# Exercise task A
List every person named in the article below about the Black Tie Dinner co-chairs.
# Exercise task B
Continue the article below about the Black Tie Dinner co-chairs, starting right after its final sentence.

# Text passage

Ron Guillard, Nan Arnold scramble to make sure everything is ready for the 29th annual fundraising dinner
Tammye Nash | Senior Editor email@example.com
Being one of two co-chairs of the annual Black Tie Dinner is no easy job. But it is at least a little easier when your co-chair also happens to be a good friend, according to Ron Guillard and Nan Arnold, Black Tie co-chairs for 2010.
This year’s version of the annual fundraising dinner is a week away — Saturday, Nov. 6 at the Sheraton Dallas Hotel — and Guillard and Arnold were busy this past week making sure they had every little detail attended to before the big night.
“It’s a collaborative effort,” said Guillard. “We have to be able to work together and lead the board with one voice. I think we have been able to do that, and I know I have had a great time working with Nan.”
Arnold added, “We’ve been friends for a long time, which definitely helps. Ron and I first met back in the ’90s when we were both working on fundraising for Lambda Legal, back before they even opened a Lambda Legal office here in Dallas. We knew each other before then, but we got to really be friends working with Lambda Legal.”
Arnold grew up near Hope, Ark., and first came to Dallas after high school to attend college here. She ended up going back to Arkansas to finish her degree, but then moved back to Dallas.
At first, Arnold said, he involvement in the community consisted just of attending events and donating to worthy causes. Then she got involved with Lambda Legal and “I realized that fundraising was something I could do. And it just snowballed from there.
“It just sounds so trite, I guess, but I got involved because I just wanted to give back to the community,” she continued. “Dallas has been so good to me, and I really love it. So I wanted to do something for the community. And with Black Tie, you are truly giving back to this community, because of the way we work with our beneficiary organizations.”
Arnold spent four years as chair of the Black Tie Dinner sponsorship committee, and she said working on the annual fundraiser takes up a lot of what spare time she has when she’s not busy at her job doing consulting work and construction management for land developers.

# Material shown
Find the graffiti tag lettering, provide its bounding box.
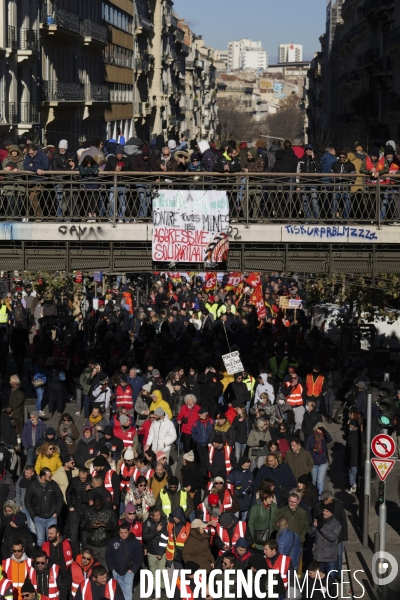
[285,225,378,241]
[58,225,103,240]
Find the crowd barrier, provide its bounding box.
[0,171,400,227]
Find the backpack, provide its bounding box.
[257,148,272,173]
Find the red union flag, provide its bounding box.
[250,283,267,319]
[204,273,217,292]
[246,273,261,289]
[225,273,243,291]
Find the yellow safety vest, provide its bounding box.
[160,490,187,517]
[0,304,8,323]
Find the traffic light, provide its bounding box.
[378,381,395,428]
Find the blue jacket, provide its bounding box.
[276,529,301,569]
[226,466,254,510]
[305,431,332,465]
[21,419,47,450]
[321,152,337,183]
[192,418,214,446]
[128,376,144,402]
[24,148,49,173]
[106,533,143,575]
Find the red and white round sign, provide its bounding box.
[371,433,396,458]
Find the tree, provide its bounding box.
[267,94,304,143]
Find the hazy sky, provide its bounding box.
[170,0,326,63]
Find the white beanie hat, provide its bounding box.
[124,448,135,460]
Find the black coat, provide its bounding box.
[82,506,118,547]
[75,435,98,467]
[25,479,64,519]
[0,413,18,448]
[314,499,349,542]
[65,476,90,514]
[346,428,364,467]
[142,514,168,556]
[301,409,322,440]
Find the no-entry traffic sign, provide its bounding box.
[371,433,396,458]
[371,458,396,481]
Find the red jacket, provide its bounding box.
[177,404,200,434]
[225,406,237,425]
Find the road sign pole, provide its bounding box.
[379,481,387,552]
[363,394,372,546]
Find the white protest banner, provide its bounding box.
[222,352,244,375]
[152,190,229,263]
[289,298,303,309]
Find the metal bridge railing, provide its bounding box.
[0,171,400,227]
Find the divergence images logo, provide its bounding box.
[371,551,399,585]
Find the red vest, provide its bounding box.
[80,579,117,600]
[31,565,60,600]
[92,469,115,500]
[208,444,232,473]
[306,373,325,398]
[265,554,290,587]
[217,521,245,556]
[42,540,73,569]
[119,463,139,493]
[115,384,133,410]
[71,560,96,598]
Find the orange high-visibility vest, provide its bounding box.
[80,579,117,600]
[208,444,232,473]
[306,373,325,398]
[2,558,33,600]
[165,523,190,560]
[285,381,303,407]
[31,565,60,598]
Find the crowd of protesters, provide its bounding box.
[0,274,365,600]
[0,135,400,224]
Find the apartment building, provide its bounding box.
[309,0,400,146]
[0,0,40,140]
[0,0,216,147]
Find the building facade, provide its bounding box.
[309,0,400,148]
[278,44,303,63]
[0,0,216,147]
[228,38,268,71]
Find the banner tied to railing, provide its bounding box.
[153,190,229,263]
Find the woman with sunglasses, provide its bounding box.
[35,442,62,475]
[57,413,79,454]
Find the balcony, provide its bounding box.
[18,29,39,52]
[175,29,185,44]
[42,81,85,103]
[181,44,190,56]
[135,15,154,35]
[388,27,400,46]
[18,102,40,124]
[7,25,17,51]
[85,83,110,102]
[41,2,80,35]
[80,19,107,45]
[0,102,17,126]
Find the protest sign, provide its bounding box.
[152,190,229,263]
[222,352,244,375]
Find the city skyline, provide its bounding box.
[173,0,326,64]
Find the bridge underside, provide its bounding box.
[0,238,400,278]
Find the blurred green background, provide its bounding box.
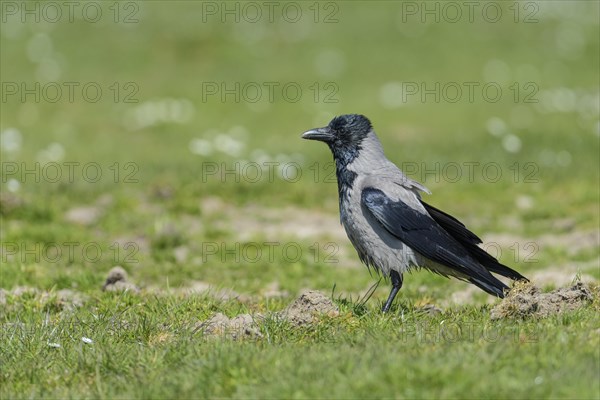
[0,1,600,297]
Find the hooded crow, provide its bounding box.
[302,114,527,312]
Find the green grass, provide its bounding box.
[2,294,599,398]
[0,1,600,398]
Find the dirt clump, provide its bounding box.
[490,282,594,320]
[194,313,262,340]
[102,265,140,293]
[280,290,340,326]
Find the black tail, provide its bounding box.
[421,201,529,284]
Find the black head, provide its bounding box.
[302,114,372,155]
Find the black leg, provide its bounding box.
[381,271,402,312]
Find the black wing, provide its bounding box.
[361,188,508,297]
[421,200,528,280]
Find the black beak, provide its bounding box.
[302,127,333,142]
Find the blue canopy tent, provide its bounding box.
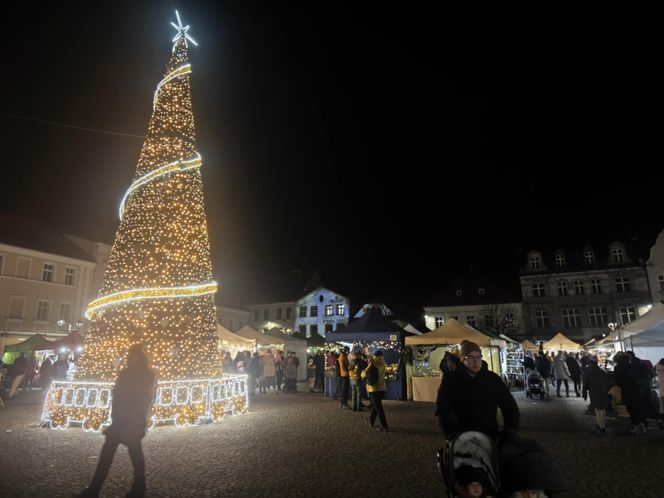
[325,307,413,399]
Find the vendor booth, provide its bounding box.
[325,307,412,399]
[405,318,491,402]
[542,332,582,351]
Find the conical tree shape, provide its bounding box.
[76,28,221,381]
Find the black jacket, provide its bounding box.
[436,368,519,438]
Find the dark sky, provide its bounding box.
[0,1,664,310]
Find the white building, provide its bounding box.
[0,214,110,344]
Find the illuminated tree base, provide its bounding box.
[42,374,249,432]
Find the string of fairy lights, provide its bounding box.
[42,12,247,430]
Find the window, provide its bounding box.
[562,308,581,327]
[611,247,625,263]
[16,258,32,278]
[616,277,629,292]
[35,301,49,321]
[58,303,71,322]
[530,254,542,270]
[620,306,636,325]
[574,280,586,296]
[558,281,567,296]
[591,278,602,294]
[65,267,76,285]
[7,296,25,318]
[535,311,549,329]
[588,307,609,327]
[42,263,55,282]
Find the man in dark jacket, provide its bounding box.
[436,341,519,439]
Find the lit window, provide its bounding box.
[42,263,55,282]
[558,281,567,296]
[35,301,49,321]
[65,267,76,285]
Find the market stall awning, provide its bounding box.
[406,318,491,346]
[521,339,539,352]
[217,324,256,351]
[5,334,56,353]
[542,332,581,351]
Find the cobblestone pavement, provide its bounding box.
[0,386,664,498]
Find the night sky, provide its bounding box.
[0,1,664,305]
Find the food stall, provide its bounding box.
[406,318,491,402]
[325,307,411,399]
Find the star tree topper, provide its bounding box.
[171,10,198,46]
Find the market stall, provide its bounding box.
[405,318,491,402]
[542,332,582,351]
[325,307,411,399]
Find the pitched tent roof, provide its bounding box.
[217,324,256,349]
[406,318,491,346]
[5,334,56,353]
[542,332,581,350]
[521,339,539,351]
[335,308,403,334]
[236,325,286,346]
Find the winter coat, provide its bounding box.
[553,355,571,380]
[565,356,582,378]
[655,363,664,398]
[104,367,156,446]
[261,353,276,377]
[583,362,610,410]
[436,368,519,439]
[361,356,387,393]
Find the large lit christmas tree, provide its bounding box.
[43,12,246,430]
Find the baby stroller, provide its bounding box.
[526,370,546,399]
[438,431,499,498]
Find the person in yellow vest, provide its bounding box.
[362,350,388,432]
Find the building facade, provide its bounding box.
[295,287,350,337]
[217,306,251,332]
[424,273,525,338]
[0,239,110,344]
[520,242,651,342]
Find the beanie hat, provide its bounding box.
[460,341,482,360]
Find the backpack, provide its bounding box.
[366,361,378,386]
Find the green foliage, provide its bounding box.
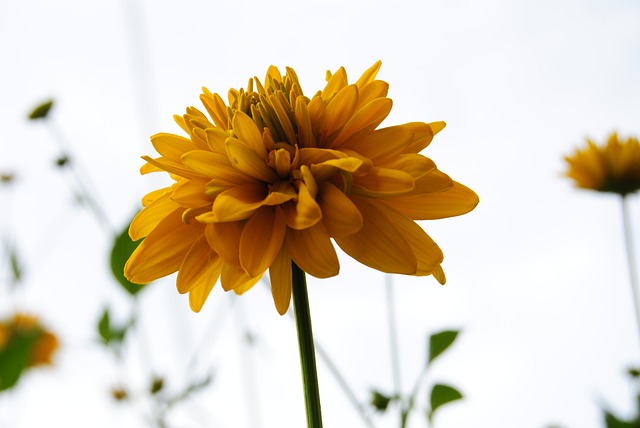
[29,100,53,120]
[371,390,393,413]
[604,412,640,428]
[0,330,42,391]
[166,374,213,408]
[56,155,71,168]
[98,309,133,350]
[9,248,22,284]
[428,384,462,421]
[149,376,164,395]
[111,219,144,296]
[427,330,459,365]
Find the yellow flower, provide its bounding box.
[0,313,59,367]
[565,133,640,196]
[125,62,478,314]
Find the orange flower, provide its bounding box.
[125,62,478,314]
[565,133,640,196]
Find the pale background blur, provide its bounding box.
[0,0,640,428]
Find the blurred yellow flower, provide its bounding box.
[565,133,640,196]
[125,62,478,314]
[0,313,59,367]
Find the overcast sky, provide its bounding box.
[0,0,640,428]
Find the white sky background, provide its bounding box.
[0,0,640,428]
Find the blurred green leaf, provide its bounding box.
[98,309,111,345]
[0,172,16,184]
[56,155,71,168]
[604,412,640,428]
[149,376,164,394]
[166,374,213,407]
[9,248,22,284]
[371,390,393,413]
[98,309,129,352]
[427,330,459,364]
[428,384,462,420]
[0,331,42,391]
[29,100,53,120]
[111,219,144,296]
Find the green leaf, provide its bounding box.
[149,376,164,395]
[370,390,393,413]
[111,219,144,296]
[166,374,213,408]
[98,309,112,345]
[98,309,135,353]
[429,384,462,420]
[0,331,42,391]
[604,412,639,428]
[29,100,53,120]
[427,330,459,364]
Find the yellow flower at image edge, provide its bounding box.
[125,62,478,314]
[565,133,640,195]
[0,313,59,367]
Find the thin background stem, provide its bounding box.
[622,195,640,342]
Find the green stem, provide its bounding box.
[291,262,322,428]
[622,195,640,342]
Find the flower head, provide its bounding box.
[0,313,59,367]
[565,133,640,196]
[125,62,478,314]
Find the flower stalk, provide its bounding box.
[291,262,322,428]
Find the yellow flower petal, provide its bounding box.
[129,193,179,241]
[318,182,363,237]
[295,97,317,148]
[141,187,171,207]
[382,181,479,220]
[320,85,358,138]
[334,197,418,275]
[225,138,278,183]
[322,67,347,100]
[432,266,447,285]
[330,98,393,148]
[171,179,211,208]
[341,123,416,162]
[382,153,436,180]
[240,207,287,277]
[124,208,204,284]
[140,156,198,178]
[356,80,389,110]
[233,111,267,159]
[353,167,414,196]
[233,273,263,296]
[356,60,382,88]
[285,223,340,278]
[204,221,245,266]
[220,263,262,294]
[358,199,443,276]
[182,150,258,184]
[428,121,447,135]
[200,88,229,131]
[151,132,197,162]
[269,245,291,315]
[189,282,215,313]
[213,184,267,222]
[410,169,453,199]
[204,128,229,157]
[176,235,222,294]
[284,183,322,229]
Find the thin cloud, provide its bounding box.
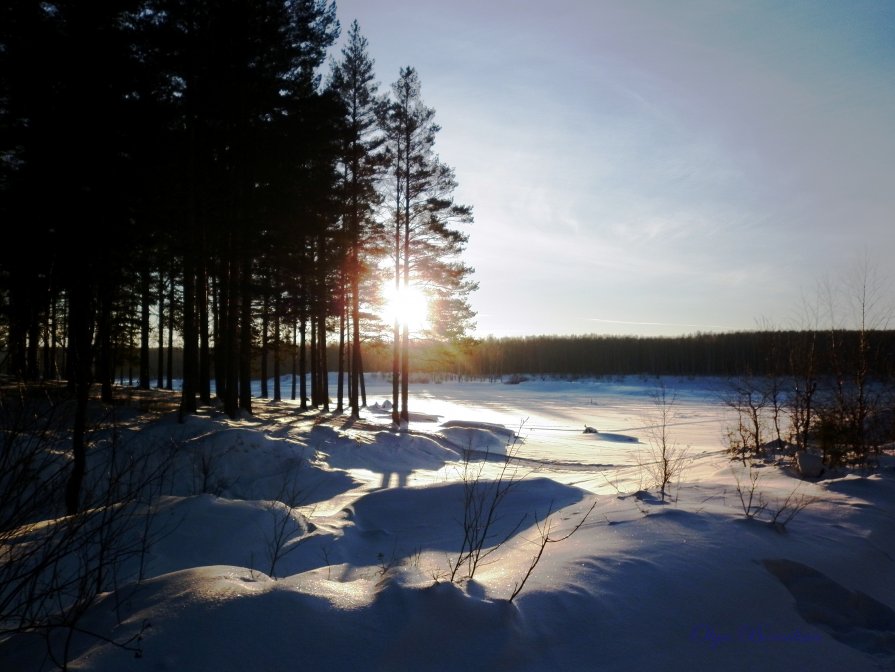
[588,317,726,329]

# Written response A
Ron Guillard, Nan Arnold, Tammye Nash

# Written response B
“It [Black Tie Dinner] takes up a lot of time. I am lucky my partner [attorney Linda Wiland] understands. She supports me completely.”
Arnold is completing her 7th year with Black Tie Dinner, and the first year of her two-year term as co-chair. Guillard has been on the board for four years, and is finishing his second year as co-chair.
Arnold noted that she was the one who actually recruited Guillard to the board.
Guillard grew up in Northern Michigan and transferred to Dallas in 1990 for his job.
“Where I lived before, I really hadn’t experienced being part of a real community and what all went with that,” Guillard said. “I was impressed immediately by the people I met and how involved they were in building a sense of community. That’s what led me to say yes when I was asked to get involved.”
Guillard said he wasn’t out at his job — working for a small product design firm — when he first came to Dallas. But he saw a way to bring the LGBT community and his job together when he found out about DIFFA’s annual Dallas Collection event, where jean jackets were redesigned into wearable works of art by designers and celebrities, both local and national.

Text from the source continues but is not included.